_Your task_: Each record below should appear again exactly as written.

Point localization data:
--- START ---
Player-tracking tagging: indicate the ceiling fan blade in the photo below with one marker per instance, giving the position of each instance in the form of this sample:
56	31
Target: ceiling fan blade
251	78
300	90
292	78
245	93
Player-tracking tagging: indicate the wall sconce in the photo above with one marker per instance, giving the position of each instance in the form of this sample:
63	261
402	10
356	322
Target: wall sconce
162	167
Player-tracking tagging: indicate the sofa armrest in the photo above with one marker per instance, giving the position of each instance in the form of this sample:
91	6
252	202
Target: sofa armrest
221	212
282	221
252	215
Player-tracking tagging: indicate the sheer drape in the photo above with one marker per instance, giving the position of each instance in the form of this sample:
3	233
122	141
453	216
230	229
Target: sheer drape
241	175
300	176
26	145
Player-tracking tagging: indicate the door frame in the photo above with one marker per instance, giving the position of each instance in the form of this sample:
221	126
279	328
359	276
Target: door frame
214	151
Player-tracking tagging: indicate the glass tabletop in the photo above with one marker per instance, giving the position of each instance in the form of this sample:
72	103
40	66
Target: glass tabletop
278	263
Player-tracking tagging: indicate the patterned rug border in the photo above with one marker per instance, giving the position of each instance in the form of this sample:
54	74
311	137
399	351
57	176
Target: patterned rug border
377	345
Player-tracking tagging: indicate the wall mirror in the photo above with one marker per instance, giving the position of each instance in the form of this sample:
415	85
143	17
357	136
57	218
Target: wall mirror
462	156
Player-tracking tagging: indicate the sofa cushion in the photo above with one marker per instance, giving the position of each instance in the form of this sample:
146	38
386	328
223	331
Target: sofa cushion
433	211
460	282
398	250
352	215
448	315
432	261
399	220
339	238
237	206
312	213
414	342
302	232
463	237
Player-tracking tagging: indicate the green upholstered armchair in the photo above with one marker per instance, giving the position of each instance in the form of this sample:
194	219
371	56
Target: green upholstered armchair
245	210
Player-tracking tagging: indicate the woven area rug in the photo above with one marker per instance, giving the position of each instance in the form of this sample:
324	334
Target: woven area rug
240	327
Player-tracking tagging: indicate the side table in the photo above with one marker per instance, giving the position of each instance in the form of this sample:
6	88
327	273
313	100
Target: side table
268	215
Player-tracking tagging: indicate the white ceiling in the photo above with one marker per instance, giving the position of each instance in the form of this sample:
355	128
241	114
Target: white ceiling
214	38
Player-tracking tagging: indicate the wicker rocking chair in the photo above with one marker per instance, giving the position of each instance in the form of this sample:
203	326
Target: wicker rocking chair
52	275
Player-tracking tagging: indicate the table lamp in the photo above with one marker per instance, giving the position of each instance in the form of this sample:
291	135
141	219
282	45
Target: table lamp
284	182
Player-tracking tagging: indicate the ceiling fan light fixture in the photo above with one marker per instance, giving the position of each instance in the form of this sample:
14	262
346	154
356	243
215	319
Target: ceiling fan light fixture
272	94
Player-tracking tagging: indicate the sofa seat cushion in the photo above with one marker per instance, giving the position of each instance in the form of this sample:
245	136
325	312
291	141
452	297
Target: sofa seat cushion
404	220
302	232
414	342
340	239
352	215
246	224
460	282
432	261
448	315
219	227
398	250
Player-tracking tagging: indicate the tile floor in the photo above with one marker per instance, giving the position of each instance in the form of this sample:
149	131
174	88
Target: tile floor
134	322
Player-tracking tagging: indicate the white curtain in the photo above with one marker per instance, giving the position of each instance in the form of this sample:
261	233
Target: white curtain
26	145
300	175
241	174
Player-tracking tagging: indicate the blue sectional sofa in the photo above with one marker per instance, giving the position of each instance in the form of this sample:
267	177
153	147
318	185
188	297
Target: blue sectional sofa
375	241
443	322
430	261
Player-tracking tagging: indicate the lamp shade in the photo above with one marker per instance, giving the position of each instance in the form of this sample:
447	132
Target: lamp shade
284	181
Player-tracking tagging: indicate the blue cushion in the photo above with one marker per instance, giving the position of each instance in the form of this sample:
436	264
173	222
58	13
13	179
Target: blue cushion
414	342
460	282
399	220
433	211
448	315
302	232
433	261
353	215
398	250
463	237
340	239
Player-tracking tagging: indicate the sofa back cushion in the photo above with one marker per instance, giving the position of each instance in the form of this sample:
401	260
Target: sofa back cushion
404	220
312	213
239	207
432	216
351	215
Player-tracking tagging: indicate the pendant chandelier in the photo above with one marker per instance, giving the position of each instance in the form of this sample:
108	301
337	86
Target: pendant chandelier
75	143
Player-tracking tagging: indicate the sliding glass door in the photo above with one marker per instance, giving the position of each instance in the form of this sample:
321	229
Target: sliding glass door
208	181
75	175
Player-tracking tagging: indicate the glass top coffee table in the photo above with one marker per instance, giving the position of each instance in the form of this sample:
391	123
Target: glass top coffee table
--- END ---
_Result for this task_:
Player-tracking tagging: indicate the ceiling fan blade in the photo below with one marker per instance, giving the position of each instance in the form of this sample:
56	31
Target: ceiling fan blade
251	78
300	90
292	78
245	93
Player-tracking tagging: indicate the wall sconce in the photo above with one marker per instance, giving the position of each instance in the form of this sample:
63	261
402	10
356	322
Target: wall sconce
162	167
Player-tracking tagging: indicate the sofa armrest in the photo above with one marker per instance, giving the position of each instance in the form of this sample:
91	6
252	202
Target: sofa armrest
221	212
282	221
252	215
Player-tracking tagging: indicate the sheer drape in the photo above with one marker per instance, giving the position of each instance in the form of this sample:
3	233
122	141
453	216
230	229
Target: sheer drape
241	175
300	176
26	145
Player-tracking tagging: indicate the door frame in the photo above with one marker per instance, giving the position of each instance in the form of this sample:
221	126
279	328
359	276
Target: door frame
214	151
Player-tracking tagging: indicate the glass tabletop in the photo above with one marker per instance, giving the position of each instance in the form of this sample:
72	103
40	66
Target: glass tabletop
278	263
Player-tracking tagging: indicate the patterned rug border in the photo above with one marker per instance, giving the position of each instance in the form of this sample:
54	74
311	137
399	351
57	176
Target: patterned rug border
377	345
Player-tracking tagging: indicate the wall mirror in the photo above with one marker per instance, giving the position of each instance in the form of this sample:
415	85
143	17
357	136
57	218
Target: wall mirror
462	156
Player-tracking tagging: indicate the sofa cushion in the photo above with one marker per instance, giving the position of each instance in the form of this sample:
146	38
386	328
223	331
Target: sofa cushion
433	211
460	282
398	250
352	215
448	315
432	261
399	220
339	238
237	206
312	213
414	342
302	232
463	237
Player-tracking tagging: indicate the green upholstered armchair in the photo above with one marker per instance, giving the position of each instance in the form of this sample:
194	219
371	56
Target: green upholstered armchair
245	210
Player-tracking tagging: indicate the woven area rug in the photo above with one marker per instance, giving the position of each instance in the form of this sample:
324	334
Target: woven area rug
240	327
Player-tracking tagging: indicate the side table in the photo above with one marker per instance, giving the position of each instance in the form of this sample:
6	88
327	273
313	100
Target: side table
268	215
Player-tracking tagging: indicate the white ceiling in the photo above with one marker per instance, giving the position of each instance in the form of this sample:
355	128
241	114
Target: white ceiling
214	38
Player-tracking tagging: indicate the wicker rocking chair in the photo above with one marker per instance, giving the position of each instance in the form of this sample:
203	326
Target: wicker rocking chair
52	275
Player-tracking tagging: indicate the table lamp in the photo above with one marker per instance, giving the position of each instance in the form of this sample:
291	135
141	219
282	45
Target: table lamp
284	182
Player-tracking tagging: indicate the ceiling fan light fixture in the photo above with one marker per instance, giving the position of each instance in the form of this sample:
14	262
346	154
356	243
215	319
Target: ceiling fan light fixture
272	94
Player-tracking tagging: indicate the sofa seat cushion in the photo above with one marker per instance, giving the position of each instance in the form of this sample:
245	136
325	312
291	141
452	297
Target: sofa seat cushion
404	220
302	232
414	342
340	239
352	215
246	224
460	282
432	261
448	315
219	227
398	250
Player-tracking tagging: indicate the tile floor in the photo above with one marker per instance, giving the position of each instance in the form of this sample:
149	131
174	88
Target: tile floor
134	322
Player-tracking tagging: indicate the white curtain in the photo above with one marker per instance, giving the position of each instance in the form of this sample:
261	233
Target: white curtain
26	145
300	175
241	174
Player-tracking tagging: indicate the blue sectional sofa in the photo above with one marker per instance, giving the position of each instance in the form of this sample:
267	177
153	147
318	185
188	297
Target: blue sectional sofa
375	241
443	322
430	261
Player-tracking tagging: indicate the lamp shade in the photo above with one marker per instance, giving the position of each instance in the form of this sample:
447	132
Target: lamp shade
284	181
Player-tracking tagging: indicate the blue cushion in the photo above with one marker per instance, giving the position of each instance in the form of this sample:
436	264
173	222
58	13
13	179
Target: blue cushion
414	342
460	282
399	220
433	211
448	315
302	232
433	261
353	215
398	250
463	237
340	239
Player-tracking tagging: indicate the sofa back cushion in the photo above with one marker per instance, giving the position of each instance in the form of this sample:
401	260
Target: sofa back cushion
404	220
312	213
239	207
432	216
351	215
Player-tracking tagging: indicate the pendant chandelier in the photo above with one marker per instance, giving the position of each instance in the form of this sample:
108	301
337	86
Target: pendant chandelier
75	143
Player-tracking tagging: indicate the sliding glass door in the photo above with one marker per instance, giving the position of each instance in the form of this sample:
321	229
Target: sliding glass door
208	181
75	175
Player-tracking tagging: indicate the glass top coffee table in the photo above with one marker per instance, giving the position of each instance in the form of this sample:
391	123
Target: glass top coffee table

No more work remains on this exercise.